__Stored records__.
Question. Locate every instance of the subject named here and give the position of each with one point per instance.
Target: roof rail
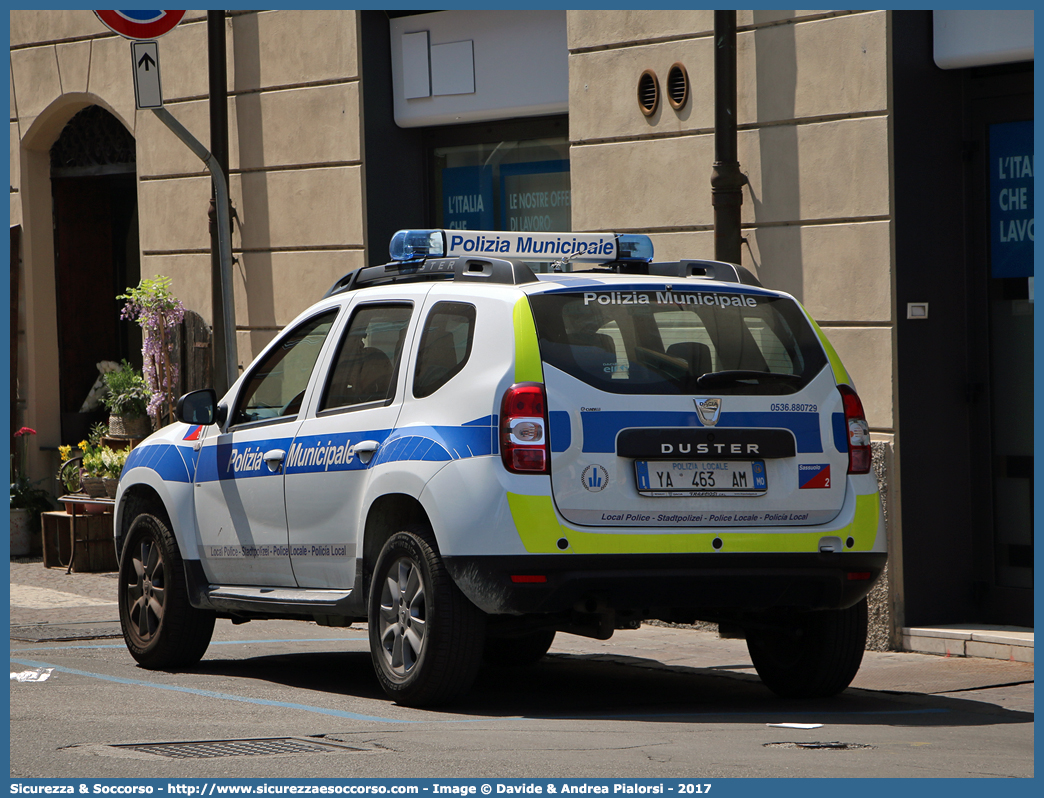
(710, 270)
(588, 248)
(707, 270)
(463, 270)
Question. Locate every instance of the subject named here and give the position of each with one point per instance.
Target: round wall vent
(648, 92)
(678, 86)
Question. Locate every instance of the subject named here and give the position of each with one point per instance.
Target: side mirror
(197, 407)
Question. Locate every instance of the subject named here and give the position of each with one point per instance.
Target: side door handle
(364, 450)
(275, 460)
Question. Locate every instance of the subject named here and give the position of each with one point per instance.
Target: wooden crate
(93, 549)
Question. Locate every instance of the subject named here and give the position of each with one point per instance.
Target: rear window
(672, 342)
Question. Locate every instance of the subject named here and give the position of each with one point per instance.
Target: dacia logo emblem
(709, 411)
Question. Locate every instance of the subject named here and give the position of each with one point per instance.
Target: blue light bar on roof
(411, 244)
(635, 248)
(589, 248)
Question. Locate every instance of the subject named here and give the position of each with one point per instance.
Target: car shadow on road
(602, 687)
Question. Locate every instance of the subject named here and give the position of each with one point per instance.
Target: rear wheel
(519, 650)
(160, 627)
(425, 636)
(810, 654)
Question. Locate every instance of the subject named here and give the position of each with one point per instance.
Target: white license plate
(694, 477)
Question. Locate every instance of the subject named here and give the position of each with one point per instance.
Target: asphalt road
(649, 703)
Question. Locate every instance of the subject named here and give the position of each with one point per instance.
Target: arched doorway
(96, 256)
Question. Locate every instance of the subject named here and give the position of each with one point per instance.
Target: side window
(445, 346)
(365, 366)
(278, 383)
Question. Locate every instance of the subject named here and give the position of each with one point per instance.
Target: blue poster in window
(1012, 200)
(536, 196)
(468, 197)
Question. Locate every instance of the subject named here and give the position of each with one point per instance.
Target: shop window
(520, 185)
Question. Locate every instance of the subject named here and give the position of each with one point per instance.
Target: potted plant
(27, 500)
(91, 466)
(126, 397)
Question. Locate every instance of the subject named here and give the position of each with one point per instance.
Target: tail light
(523, 429)
(857, 430)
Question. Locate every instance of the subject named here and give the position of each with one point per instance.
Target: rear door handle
(275, 460)
(365, 449)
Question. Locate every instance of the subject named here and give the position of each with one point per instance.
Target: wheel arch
(388, 514)
(174, 506)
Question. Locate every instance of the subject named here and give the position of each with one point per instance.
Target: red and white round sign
(140, 24)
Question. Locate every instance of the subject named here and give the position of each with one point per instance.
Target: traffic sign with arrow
(145, 59)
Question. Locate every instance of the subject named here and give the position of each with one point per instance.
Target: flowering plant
(158, 311)
(127, 394)
(24, 495)
(104, 462)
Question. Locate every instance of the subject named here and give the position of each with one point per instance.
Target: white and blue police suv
(471, 456)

__Direction__. Please write out all of the material above without changing a word, and omit any pictures.

__Solution to the exercise__.
Question. Locate every instance of the subject named here and give the position of each with one point per instance.
Target: roof rail
(710, 270)
(588, 248)
(707, 270)
(463, 270)
Question. Locate every instance of the subject named here and give the position of each with one point per instance.
Target: round wall vent
(648, 92)
(678, 86)
Question. Locate every instance of the subject named here and give the position of each with one point per instance.
Target: side mirror
(197, 407)
Question. Locate every instance of the subject named here and give the position of each with one point per instance.
Target: side door handle
(364, 450)
(275, 460)
Question. Locate every instance of the subject named here and give the position of each with one point per instance.
Target: wooden crate
(93, 549)
Question. Locate every instance of the subject named here and give the position of each with one point per instance.
Target: rear window
(672, 342)
Question. Locate every instance of the subject named here and give the position of each with one point per instance.
Target: dacia logo emblem
(709, 411)
Question. Locate every instance of the subject named here and give the position of each with one point per instance.
Target: blue light bar on roof
(411, 244)
(635, 248)
(589, 248)
Question. Locate every instance of the subject named here and give the position of each with one point per instance.
Target: car shadow on road
(602, 687)
Question. Locate every instance of the subject named here and give the position of each with one point per instance.
Target: rear wheel
(519, 650)
(160, 627)
(425, 636)
(810, 654)
Question. Locate every instance of the subject named here and give the position of each with one point per instance.
Target: white license plate
(694, 477)
Question. Locate every instance of the subject named here and give the position of each with one point per instance.
Target: asphalt road
(649, 703)
Question. Locate every instance of the subject named here and give the position of each with one point per instance.
Target: arched doorway
(96, 256)
Question. Locate every instance of the subject named here and give the position of each with one point per instance.
Target: side window
(445, 346)
(365, 366)
(278, 383)
Question. Locate every instance of the subject named here and give the position of each with one point per instance.
Target: blue poster in window
(1012, 200)
(536, 196)
(468, 197)
Question. Locate every instance of the subject named here and give the position of each with one point per instance.
Target: shop window
(520, 185)
Question. Locate every instance of the subject named here and give the position of each with one point per instance.
Target: potted plant
(27, 500)
(91, 466)
(126, 397)
Question. Locate every instance of the subject named here and give the position of each with one point per instance.
Target: tail light
(523, 429)
(857, 430)
Question. Locate every instance of the subject named here and give the position of each with one point per instance.
Target: rear door handle
(275, 460)
(365, 449)
Question. Locate every instance of the subject named here and give the position of each with one point per instance.
Target: wheel arch
(388, 514)
(174, 506)
Question. Locate every instance of the subject named here and give the position of each with one point per instance.
Target: red and white round sign
(140, 24)
Question. Locate every instance of the subject named here and give the position of each with one point per instance.
Target: traffic sign with arrow
(145, 59)
Question. Locate every instance of the subject named here and give the position of each with one point per instance.
Target: flowering plant
(158, 311)
(127, 394)
(24, 495)
(104, 462)
Question. Locate every instance of the subject named here and give the position of each with one point per instance.
Target: white and blue police suv
(471, 456)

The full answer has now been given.